BEGIN DATA EXTRACT

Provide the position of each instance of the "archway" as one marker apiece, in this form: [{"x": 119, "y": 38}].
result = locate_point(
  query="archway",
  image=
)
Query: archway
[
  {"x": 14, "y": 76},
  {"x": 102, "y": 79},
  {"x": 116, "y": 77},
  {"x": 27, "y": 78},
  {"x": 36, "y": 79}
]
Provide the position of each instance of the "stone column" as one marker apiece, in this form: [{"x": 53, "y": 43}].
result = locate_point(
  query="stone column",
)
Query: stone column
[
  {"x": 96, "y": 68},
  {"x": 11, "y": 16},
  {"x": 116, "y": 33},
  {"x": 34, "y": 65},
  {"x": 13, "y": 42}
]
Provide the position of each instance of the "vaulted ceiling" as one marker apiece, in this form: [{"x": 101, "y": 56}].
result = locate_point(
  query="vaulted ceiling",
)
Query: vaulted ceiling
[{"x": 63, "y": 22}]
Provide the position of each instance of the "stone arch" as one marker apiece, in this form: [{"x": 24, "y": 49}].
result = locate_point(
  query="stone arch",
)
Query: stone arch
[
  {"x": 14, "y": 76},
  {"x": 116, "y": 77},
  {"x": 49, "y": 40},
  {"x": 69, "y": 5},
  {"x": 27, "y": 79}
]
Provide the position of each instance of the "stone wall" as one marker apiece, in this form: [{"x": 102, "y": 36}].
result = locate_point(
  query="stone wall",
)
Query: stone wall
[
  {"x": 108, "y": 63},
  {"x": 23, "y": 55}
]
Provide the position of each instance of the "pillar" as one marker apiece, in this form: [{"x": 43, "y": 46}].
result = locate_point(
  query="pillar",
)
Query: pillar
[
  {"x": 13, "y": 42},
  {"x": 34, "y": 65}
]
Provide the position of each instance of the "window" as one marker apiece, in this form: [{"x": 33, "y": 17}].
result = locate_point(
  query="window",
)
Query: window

END DATA EXTRACT

ASSIGNMENT |
Retype the complete listing exactly.

SOLUTION BELOW |
Provide the position of each instance of the "archway" as one marker apiece, in this form: [{"x": 119, "y": 38}].
result = locate_point(
  query="archway",
  image=
)
Query: archway
[
  {"x": 14, "y": 76},
  {"x": 102, "y": 79},
  {"x": 116, "y": 77},
  {"x": 27, "y": 78},
  {"x": 36, "y": 79}
]
Provide the position of each instance of the "stone column" as one marker apiece, in this form: [{"x": 53, "y": 43}].
result = locate_point(
  query="stone column",
)
Query: stone column
[
  {"x": 96, "y": 68},
  {"x": 11, "y": 16},
  {"x": 116, "y": 33},
  {"x": 34, "y": 65},
  {"x": 13, "y": 42}
]
Provide the position of each instance of the "vaulted ceiling" as one marker apiece, in this form: [{"x": 101, "y": 56}].
result = locate_point(
  query="vaulted ceiling",
)
Query: vaulted ceiling
[{"x": 63, "y": 22}]
Provide the position of each instance of the "stone arch" as one marker apiece, in this form: [{"x": 24, "y": 49}].
result = locate_point(
  query="stone arch",
)
Query: stone arch
[
  {"x": 14, "y": 76},
  {"x": 116, "y": 77},
  {"x": 49, "y": 40},
  {"x": 69, "y": 5},
  {"x": 27, "y": 79}
]
Provide the position of each instance of the "stone wall" as one marker apiece, in this form: [{"x": 102, "y": 36}].
result = locate_point(
  query="stone wall",
)
Query: stone wall
[
  {"x": 108, "y": 63},
  {"x": 23, "y": 55}
]
Provide the position of each instance of the "pillar" as one marker apiece, in this form: [{"x": 43, "y": 46}].
result = locate_point(
  query="pillar",
)
Query: pillar
[
  {"x": 13, "y": 42},
  {"x": 34, "y": 65}
]
Provide the position of each instance of the "window" as one marker apiece, in this form: [{"x": 33, "y": 17}].
result = locate_point(
  query="window",
)
Query: window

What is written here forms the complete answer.